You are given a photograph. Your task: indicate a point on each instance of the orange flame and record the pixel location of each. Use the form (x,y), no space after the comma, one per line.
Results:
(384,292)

--

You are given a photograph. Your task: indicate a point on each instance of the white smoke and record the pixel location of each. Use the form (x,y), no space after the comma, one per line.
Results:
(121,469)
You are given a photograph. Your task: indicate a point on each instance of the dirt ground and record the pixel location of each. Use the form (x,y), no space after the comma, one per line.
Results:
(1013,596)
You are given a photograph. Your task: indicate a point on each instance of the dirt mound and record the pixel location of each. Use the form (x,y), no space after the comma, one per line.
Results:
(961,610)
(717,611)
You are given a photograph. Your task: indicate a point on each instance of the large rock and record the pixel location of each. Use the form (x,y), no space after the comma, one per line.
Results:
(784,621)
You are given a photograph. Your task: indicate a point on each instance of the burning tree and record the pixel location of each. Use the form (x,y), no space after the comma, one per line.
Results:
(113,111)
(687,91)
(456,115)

» **WHAT YOU WILL DO**
Count the lines above that contain the string "dirt", treating uppercase and lowercase as different. Reply with the number alone.

» **EXPECTED ANSWER**
2